- TEXT -
+++++
Just keep that picture of the high school boy in your mind’s eye. Sometimes I think that’s the only thing that has sustained my wife through our 19 years of marriage:) Luckily for me, she decided long ago to love me no matter how she happened to feel about me at any given time. I know she often feels like nothing more than a maid and cook in our house. But, I do love and appreciate everything she does for me/us. I’m sure he feels the same. Really!
Mister Jeff!
How are you?! It is good to see you. Haven’t seen any activity on your site this summer. Been hoping all is well with you and your clan.
Thanks for this. I know he does. I know, I know, I know. And then I get all guilty for entertaining even the wisp of an otherwise notion. It’s a roller coaster ride, but the ink & envelope help it not to fester inside.
Blessings to you and your family.
+++++
- DATA SUPPLIED -
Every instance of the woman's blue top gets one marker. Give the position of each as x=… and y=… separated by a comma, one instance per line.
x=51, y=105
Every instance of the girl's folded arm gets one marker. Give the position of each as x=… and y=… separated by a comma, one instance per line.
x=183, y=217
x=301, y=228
+++++
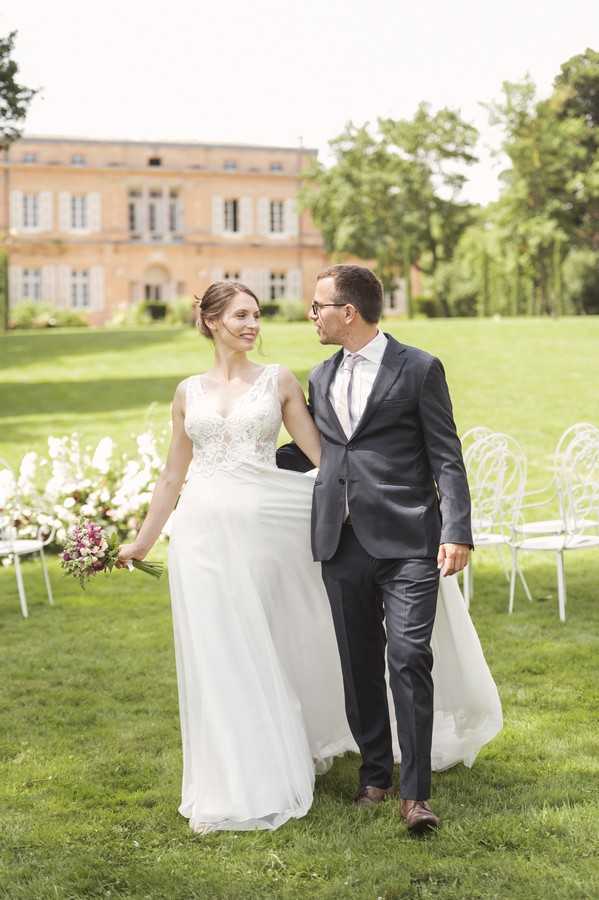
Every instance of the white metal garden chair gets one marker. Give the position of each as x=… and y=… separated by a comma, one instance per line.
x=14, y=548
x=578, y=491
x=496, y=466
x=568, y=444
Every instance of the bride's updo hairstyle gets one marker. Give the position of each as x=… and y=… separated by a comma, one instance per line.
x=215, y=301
+++++
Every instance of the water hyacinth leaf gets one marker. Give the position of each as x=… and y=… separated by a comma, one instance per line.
+++++
- REQUIRED WORK -
1 > Copy the stretch of the comment exchange from "How are you?!" through "to fester inside.".
2 > In the comment exchange, list every sentence whose first word is "I" or "I’m".
3 > Continue the comment exchange about marriage from its final line.

- TASK RESPONSES -
1 >
How are you?! It is good to see you. Haven’t seen any activity on your site this summer. Been hoping all is well with you and your clan.
Thanks for this. I know he does. I know, I know, I know. And then I get all guilty for entertaining even the wisp of an otherwise notion. It’s a roller coaster ride, but the ink & envelope help it not to fester inside.

2 >
- I know she often feels like nothing more than a maid and cook in our house.
- I’m sure he feels the same.
- I know he does.
- I know, I know, I know.

3 >
Hey, you. I know this kind of ache too. I understand this one fer sure. My man gets the creative thing because he is a musician, but it’s the time involved in crafting the good write that he doesn’t understand. *sigh*. I think we all need to say that prayer, Darlene. Love is sooo complicated. Isn’t that wonderful?
Miss Laura,
Indeed, that what is worthy and wonderful is not always simple. I don’t know how it’s done outside of the Lord’s grasp.
Blessings.
Ink on paper in the middle of mundane. That’s what I love. Flipping pancakes with a pen in my hand. Folding clothes with paper nearby. Almost dreaming yet reaching for the pencil in the dark. One hand typing rocking a grandbaby in my arms. Taken in parts I see frustration. Looked back on I see a life.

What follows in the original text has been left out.